03 Luglio 2020 | News

Cia al webinar internazionale degli agronomi

#sostenibilità #agriturismo #agroalimentare #cibo #turismo #venditadiretta
Condividi

Agriturismo e vendita diretta chiave della sostenibilità

Investire nella ricerca e nell’innovazione tecnologica, promuovere una costante e corretta informazione verso i cittadini, integrare in modo forte agricoltura e industria alimentare, tenendo conto, in prospettiva, del rapporto sempre più forte tra minore produzione interna, implicazioni sociali delle importazioni, sostenibilità in agricoltura, a scala globale, e diversa distribuzione del valore economico aggiunto. E’ quanto sostiene Cia-Agricoltori Italiani che torna a ribadirlo, attraverso le sue associazioni Turismo Verde e la Spesa in Campagna, all’International Conference WAA For Agenda 2030, l’appuntamento webinar della World Association of Agronomists.

● **COMPITO DA SVOLGERE**: Modifica il testo citato riscrivendone la parte che va da "03 Luglio 2020" fino a "Association of Agronomists." incluso, con "cittadini" sostituito da "consumatori".

● **DATI DISPONIBILI**:
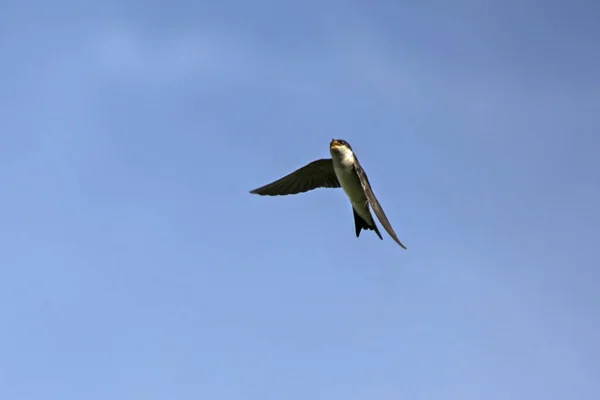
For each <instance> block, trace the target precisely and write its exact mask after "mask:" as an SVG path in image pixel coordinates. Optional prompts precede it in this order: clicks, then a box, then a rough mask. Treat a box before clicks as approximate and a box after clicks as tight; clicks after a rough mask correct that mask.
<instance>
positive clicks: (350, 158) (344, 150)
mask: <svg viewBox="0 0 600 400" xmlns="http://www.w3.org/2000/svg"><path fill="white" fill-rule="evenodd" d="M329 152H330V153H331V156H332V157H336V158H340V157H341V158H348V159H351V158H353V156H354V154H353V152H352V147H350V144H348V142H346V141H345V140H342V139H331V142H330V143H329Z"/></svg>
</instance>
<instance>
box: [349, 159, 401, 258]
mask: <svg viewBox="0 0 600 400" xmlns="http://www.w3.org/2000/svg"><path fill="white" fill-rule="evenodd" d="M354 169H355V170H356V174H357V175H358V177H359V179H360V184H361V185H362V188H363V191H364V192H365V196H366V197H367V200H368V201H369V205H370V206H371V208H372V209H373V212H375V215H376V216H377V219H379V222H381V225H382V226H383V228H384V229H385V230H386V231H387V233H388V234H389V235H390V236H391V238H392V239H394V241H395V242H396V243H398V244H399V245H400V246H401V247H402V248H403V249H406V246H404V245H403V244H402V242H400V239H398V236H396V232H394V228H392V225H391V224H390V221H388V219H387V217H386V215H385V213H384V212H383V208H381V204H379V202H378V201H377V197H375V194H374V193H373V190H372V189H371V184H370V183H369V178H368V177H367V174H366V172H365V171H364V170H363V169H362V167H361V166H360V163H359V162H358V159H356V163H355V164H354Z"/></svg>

● **RISPOSTA AL COMPITO**:
03 Luglio 2020 | News

Cia al webinar internazionale degli agronomi

#sostenibilità #agriturismo #agroalimentare #cibo #turismo #venditadiretta
Condividi

Agriturismo e vendita diretta chiave della sostenibilità

Investire nella ricerca e nell’innovazione tecnologica, promuovere una costante e corretta informazione verso i consumatori, integrare in modo forte agricoltura e industria alimentare, tenendo conto, in prospettiva, del rapporto sempre più forte tra minore produzione interna, implicazioni sociali delle importazioni, sostenibilità in agricoltura, a scala globale, e diversa distribuzione del valore economico aggiunto. E’ quanto sostiene Cia-Agricoltori Italiani che torna a ribadirlo, attraverso le sue associazioni Turismo Verde e la Spesa in Campagna, all’International Conference WAA For Agenda 2030, l’appuntamento webinar della World Association of Agronomists.